[Stored records]
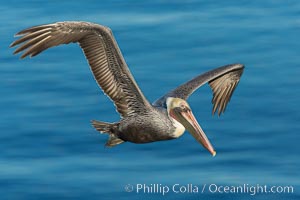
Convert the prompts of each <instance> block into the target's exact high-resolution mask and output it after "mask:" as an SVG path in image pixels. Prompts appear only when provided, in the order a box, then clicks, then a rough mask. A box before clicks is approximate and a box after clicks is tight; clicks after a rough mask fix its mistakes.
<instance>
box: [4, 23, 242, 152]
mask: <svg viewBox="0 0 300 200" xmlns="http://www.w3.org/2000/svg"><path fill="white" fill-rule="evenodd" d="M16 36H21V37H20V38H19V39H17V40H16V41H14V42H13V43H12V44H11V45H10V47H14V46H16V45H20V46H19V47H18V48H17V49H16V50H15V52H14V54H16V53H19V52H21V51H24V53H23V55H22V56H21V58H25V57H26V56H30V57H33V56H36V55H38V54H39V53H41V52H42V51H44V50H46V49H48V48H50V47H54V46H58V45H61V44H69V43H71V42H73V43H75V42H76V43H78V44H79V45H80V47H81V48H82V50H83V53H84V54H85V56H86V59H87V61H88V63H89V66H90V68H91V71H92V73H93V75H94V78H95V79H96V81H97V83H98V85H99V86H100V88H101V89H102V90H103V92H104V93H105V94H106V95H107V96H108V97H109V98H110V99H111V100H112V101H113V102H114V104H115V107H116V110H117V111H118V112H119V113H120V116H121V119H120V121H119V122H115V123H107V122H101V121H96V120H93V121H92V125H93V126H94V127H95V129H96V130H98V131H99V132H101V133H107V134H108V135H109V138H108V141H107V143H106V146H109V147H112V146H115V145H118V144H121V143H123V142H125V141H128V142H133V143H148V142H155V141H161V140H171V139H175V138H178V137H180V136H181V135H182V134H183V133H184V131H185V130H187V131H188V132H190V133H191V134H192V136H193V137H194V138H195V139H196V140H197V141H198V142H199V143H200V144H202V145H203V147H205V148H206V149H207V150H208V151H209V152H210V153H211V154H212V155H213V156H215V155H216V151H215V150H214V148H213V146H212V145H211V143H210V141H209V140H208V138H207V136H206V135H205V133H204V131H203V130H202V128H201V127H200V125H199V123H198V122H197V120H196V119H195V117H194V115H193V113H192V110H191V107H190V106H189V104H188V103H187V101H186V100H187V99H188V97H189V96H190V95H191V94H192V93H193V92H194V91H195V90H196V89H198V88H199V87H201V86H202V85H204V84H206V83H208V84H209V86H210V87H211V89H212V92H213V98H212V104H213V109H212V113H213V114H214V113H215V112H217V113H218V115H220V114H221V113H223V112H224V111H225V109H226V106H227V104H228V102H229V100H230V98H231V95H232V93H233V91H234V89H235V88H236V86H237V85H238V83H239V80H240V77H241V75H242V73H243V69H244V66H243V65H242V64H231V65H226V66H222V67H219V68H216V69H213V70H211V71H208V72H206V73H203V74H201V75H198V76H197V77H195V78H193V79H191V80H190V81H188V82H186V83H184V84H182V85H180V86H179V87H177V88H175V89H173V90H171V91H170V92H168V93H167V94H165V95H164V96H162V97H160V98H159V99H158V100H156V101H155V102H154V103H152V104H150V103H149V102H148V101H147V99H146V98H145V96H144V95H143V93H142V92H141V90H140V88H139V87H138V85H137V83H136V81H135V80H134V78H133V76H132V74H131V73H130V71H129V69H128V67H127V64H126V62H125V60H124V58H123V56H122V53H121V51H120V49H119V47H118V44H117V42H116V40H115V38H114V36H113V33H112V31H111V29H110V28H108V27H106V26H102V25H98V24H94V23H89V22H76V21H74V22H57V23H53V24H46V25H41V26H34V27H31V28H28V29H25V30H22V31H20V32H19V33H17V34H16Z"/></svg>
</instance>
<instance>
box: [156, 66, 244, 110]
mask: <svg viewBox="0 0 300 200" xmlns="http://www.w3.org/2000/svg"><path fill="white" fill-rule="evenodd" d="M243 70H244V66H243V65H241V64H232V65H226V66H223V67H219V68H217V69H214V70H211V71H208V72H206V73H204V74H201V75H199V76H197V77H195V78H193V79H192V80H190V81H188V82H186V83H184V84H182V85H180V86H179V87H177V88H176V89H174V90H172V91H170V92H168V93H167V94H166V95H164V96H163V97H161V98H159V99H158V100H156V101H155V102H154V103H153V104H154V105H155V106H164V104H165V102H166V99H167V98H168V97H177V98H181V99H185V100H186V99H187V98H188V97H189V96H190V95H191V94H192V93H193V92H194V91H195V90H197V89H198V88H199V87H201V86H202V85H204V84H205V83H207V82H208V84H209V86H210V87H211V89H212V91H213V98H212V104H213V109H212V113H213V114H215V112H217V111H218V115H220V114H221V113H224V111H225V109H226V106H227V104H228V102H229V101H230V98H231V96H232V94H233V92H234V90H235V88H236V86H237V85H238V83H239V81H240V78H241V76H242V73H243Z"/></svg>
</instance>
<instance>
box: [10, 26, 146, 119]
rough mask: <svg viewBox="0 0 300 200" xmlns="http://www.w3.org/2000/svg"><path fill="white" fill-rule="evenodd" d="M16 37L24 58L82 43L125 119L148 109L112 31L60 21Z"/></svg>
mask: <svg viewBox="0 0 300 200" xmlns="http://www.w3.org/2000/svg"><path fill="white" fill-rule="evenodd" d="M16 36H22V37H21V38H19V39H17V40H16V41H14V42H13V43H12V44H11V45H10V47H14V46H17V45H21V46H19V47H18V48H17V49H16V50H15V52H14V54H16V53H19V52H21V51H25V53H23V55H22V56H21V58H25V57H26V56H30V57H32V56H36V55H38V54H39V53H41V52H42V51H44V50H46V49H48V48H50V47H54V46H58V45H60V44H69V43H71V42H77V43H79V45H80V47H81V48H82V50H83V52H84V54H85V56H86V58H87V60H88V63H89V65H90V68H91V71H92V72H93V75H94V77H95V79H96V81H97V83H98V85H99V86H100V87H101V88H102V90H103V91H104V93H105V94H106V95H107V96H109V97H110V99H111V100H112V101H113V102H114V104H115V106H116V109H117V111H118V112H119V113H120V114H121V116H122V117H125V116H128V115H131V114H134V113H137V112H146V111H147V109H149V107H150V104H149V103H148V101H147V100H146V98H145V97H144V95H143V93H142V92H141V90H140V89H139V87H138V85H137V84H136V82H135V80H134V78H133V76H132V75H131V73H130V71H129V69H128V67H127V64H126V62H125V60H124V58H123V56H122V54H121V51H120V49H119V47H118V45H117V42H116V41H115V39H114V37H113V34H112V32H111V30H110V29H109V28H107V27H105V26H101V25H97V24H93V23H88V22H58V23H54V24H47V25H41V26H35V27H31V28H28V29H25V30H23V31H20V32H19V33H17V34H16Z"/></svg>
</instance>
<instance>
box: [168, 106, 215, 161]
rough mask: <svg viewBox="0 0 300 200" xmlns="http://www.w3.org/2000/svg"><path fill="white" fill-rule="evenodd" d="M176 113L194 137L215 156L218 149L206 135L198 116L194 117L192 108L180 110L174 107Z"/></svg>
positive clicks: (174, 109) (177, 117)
--
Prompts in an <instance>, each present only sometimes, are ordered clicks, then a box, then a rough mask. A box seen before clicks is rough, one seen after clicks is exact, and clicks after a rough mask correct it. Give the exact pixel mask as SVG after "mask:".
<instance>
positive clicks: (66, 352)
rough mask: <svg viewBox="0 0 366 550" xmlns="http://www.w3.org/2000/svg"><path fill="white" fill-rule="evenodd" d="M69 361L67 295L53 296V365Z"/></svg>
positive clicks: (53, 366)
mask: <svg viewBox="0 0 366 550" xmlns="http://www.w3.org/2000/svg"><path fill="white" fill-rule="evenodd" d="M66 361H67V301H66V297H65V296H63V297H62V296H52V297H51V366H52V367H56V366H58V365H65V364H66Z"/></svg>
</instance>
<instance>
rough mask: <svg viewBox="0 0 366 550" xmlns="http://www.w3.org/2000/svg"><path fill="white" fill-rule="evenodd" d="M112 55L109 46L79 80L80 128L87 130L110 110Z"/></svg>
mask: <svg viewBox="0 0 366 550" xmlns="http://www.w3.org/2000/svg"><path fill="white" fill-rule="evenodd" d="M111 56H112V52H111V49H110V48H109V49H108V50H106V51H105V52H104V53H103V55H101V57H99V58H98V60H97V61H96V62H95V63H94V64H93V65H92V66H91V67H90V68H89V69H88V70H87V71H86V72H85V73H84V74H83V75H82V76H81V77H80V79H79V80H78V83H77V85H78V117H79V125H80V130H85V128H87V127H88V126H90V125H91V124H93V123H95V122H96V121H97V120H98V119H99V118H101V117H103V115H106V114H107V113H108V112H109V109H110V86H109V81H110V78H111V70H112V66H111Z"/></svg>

Required action => Turn everything above from the line containing "Convert the prompts" down to the line containing "box: [4, 23, 242, 152]", both included, into a JSON list of strings with one string per line. Leave out blank lines.

Response =>
[
  "Convert the prompts of each <instance> block into the target's exact high-resolution mask and output it after \"mask:\" as an SVG path in image pixels. Prompts appear only when provided, in the order a box, then clicks, then a rough mask. A box before clicks is approximate and a box after clicks is tight; clicks after a rough mask fix its mistakes.",
  "<instance>",
  "box: [4, 23, 242, 152]"
]